● TEXT
·····
= Wallace Putnam Reed =

Wallace Putnam Reed (1849-1903) was an American historian (sometimes referred to as "one of Atlanta's first historians") and journalist active in Georgia, in the post-Civil War period.

==Biography and career==
Reed was born in 1849 in Rockdale County, Georgia, according to some sources although others have him as coming from Alabama, including Mildred Lewis Rutherford and possibly Joel Chandler Harris, if Harris, "his inseparable friend and editorial associate" at the Atlanta Constitution, indeed wrote Reed's entry in the Memoirs of Georgia.

His biography in Memoirs of Georgia claims he was born in Wilcox County, Alabama, and grew up in Montgomery; he moved to Atlanta with his parents in 1859. The Civil War was an interruption to his education, and he spent two years working in a bookstore. He published his first story at age 15, and throughout his life wrote hundreds of stories and sketches. He passed the bar before he turned 21 and briefly worked as a solicitor. He turned to journalism, first editing two country newspapers, and worked for a variety of papers in and around Atlanta as well as some national newspapers.
·····
● SUPPLIED DATA

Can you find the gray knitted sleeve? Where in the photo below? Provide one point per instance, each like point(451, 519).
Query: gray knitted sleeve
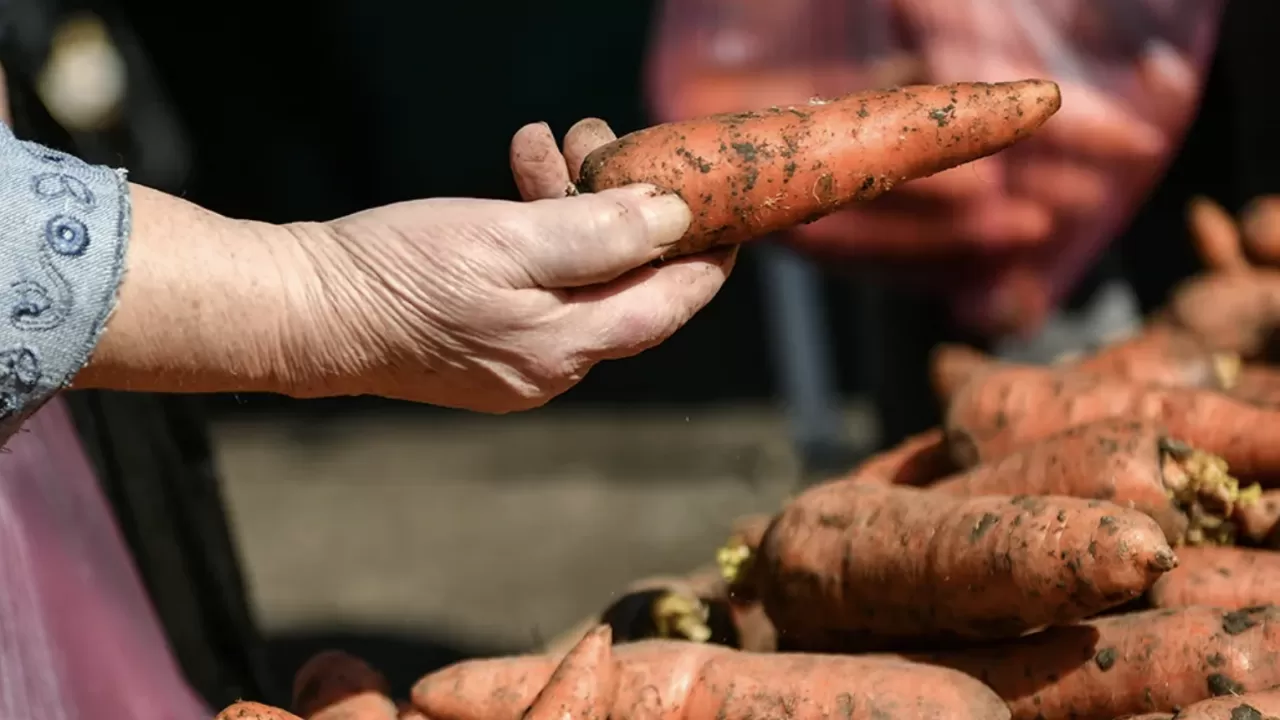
point(64, 226)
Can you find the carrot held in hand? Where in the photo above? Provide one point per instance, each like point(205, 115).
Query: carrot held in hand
point(1159, 355)
point(1151, 661)
point(1129, 463)
point(254, 711)
point(746, 174)
point(1002, 410)
point(1232, 578)
point(583, 686)
point(1258, 386)
point(858, 566)
point(1258, 523)
point(672, 680)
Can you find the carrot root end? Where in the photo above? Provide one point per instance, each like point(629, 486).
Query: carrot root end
point(1201, 486)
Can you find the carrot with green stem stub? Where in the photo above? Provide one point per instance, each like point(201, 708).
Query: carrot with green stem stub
point(999, 411)
point(748, 174)
point(1129, 463)
point(1223, 577)
point(858, 566)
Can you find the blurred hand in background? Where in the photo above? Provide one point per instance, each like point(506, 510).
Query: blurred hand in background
point(1004, 237)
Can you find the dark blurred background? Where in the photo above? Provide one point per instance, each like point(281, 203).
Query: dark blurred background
point(415, 536)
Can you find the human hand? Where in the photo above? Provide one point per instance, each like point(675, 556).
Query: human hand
point(493, 305)
point(1130, 76)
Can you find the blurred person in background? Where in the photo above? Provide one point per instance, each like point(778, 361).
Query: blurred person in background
point(475, 304)
point(1001, 244)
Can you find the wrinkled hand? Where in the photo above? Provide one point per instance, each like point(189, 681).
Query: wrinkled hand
point(493, 305)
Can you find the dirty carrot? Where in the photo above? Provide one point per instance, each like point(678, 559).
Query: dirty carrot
point(1002, 410)
point(1251, 706)
point(1162, 356)
point(1151, 661)
point(254, 711)
point(1230, 311)
point(859, 566)
point(336, 686)
point(951, 365)
point(1216, 236)
point(1129, 463)
point(1223, 577)
point(746, 174)
point(1257, 384)
point(1260, 222)
point(673, 680)
point(1257, 522)
point(661, 606)
point(584, 683)
point(695, 607)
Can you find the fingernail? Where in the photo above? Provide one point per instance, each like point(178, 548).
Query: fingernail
point(666, 214)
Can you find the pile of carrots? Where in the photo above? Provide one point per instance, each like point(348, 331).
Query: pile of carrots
point(1088, 541)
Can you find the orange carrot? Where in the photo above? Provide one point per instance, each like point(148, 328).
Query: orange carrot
point(408, 712)
point(672, 680)
point(336, 686)
point(1162, 356)
point(1260, 222)
point(254, 711)
point(584, 683)
point(1129, 463)
point(1151, 661)
point(1223, 577)
point(748, 174)
point(1257, 522)
point(952, 365)
point(696, 607)
point(1251, 706)
point(1230, 311)
point(1002, 410)
point(1216, 236)
point(855, 566)
point(1257, 384)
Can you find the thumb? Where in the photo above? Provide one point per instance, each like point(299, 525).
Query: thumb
point(648, 306)
point(594, 238)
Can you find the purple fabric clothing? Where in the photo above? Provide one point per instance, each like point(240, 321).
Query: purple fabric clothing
point(78, 637)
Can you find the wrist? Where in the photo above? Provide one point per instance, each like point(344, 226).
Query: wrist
point(206, 304)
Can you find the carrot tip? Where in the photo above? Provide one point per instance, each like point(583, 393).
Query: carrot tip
point(1165, 560)
point(679, 615)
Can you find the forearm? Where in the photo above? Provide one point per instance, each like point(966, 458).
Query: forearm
point(206, 304)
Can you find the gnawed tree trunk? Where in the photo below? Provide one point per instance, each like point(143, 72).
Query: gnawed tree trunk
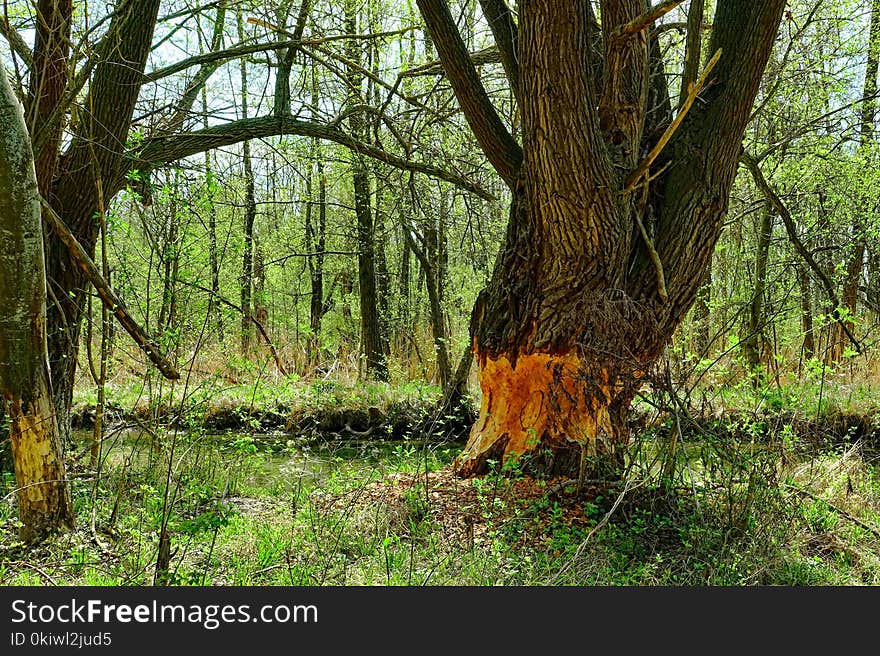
point(604, 251)
point(42, 489)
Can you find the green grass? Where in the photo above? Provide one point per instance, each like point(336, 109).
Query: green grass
point(241, 512)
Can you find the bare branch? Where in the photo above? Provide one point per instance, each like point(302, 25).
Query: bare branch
point(497, 143)
point(169, 148)
point(643, 168)
point(644, 21)
point(506, 38)
point(758, 176)
point(113, 303)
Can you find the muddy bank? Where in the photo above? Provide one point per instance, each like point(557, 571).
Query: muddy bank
point(395, 421)
point(829, 430)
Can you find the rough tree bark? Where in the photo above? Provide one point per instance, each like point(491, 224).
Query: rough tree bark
point(42, 489)
point(577, 309)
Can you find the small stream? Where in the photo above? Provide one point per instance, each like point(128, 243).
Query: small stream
point(262, 460)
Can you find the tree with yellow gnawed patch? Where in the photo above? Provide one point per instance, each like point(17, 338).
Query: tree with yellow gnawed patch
point(617, 203)
point(25, 391)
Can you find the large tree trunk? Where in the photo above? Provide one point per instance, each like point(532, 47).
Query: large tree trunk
point(250, 216)
point(42, 488)
point(577, 309)
point(88, 170)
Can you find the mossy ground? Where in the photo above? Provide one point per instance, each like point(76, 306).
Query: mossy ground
point(247, 509)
·····
● EXERCISE TASK 1
Set down the passage of the Wallace Putnam Reed article starting at "Wallace Putnam Reed (1849-1903)" and ending at "post-Civil War period.", word for word.
● EXERCISE TASK 2
According to the Wallace Putnam Reed article, in what year did Reed move to Atlanta with his parents?
● EXERCISE TASK 3
Write the next part of the Wallace Putnam Reed article, picking up after its last sentence.

● WRITTEN REPLY 1
Wallace Putnam Reed (1849-1903) was an American historian (sometimes referred to as "one of Atlanta's first historians") and journalist active in Georgia, in the post-Civil War period.

● WRITTEN REPLY 2
1859

● WRITTEN REPLY 3
Reed was the editor of History of Atlanta, Georgia (D. Mason & Co., 1889), a book considered a building block for Franklin Garrett's authoritative history of the city. He was a colleague of Joel Chandler Harris at the Atlanta Constitution, where he worked since 1883. Reed wrote short stories as well.

Reed's wife was Kate Shaver, the daughter of the Reverend David Shaver.
David Shaver was a Baptist preacher, born in Virginia around 1815 and married there at Lynchburg, who moved to Atlanta with his family in 1867, his wife dying in Augusta in 1893.
Shaver was the editor of the Atlanta Christian Index for over 28 years.
Reed's brother-in-law, Addison Hill Shaver son of David, was born in Hampton, Virginia, went to Mercer University, and became a newspaperman in 1876; working for many newspapers including the Atlanta Constitution and, after marrying Lula McCord in 1890, becoming the editor and proprietor of the Dalton Argus (serving Dalton and the surrounding Whitfield County) in 1892.

Reed died in 1903.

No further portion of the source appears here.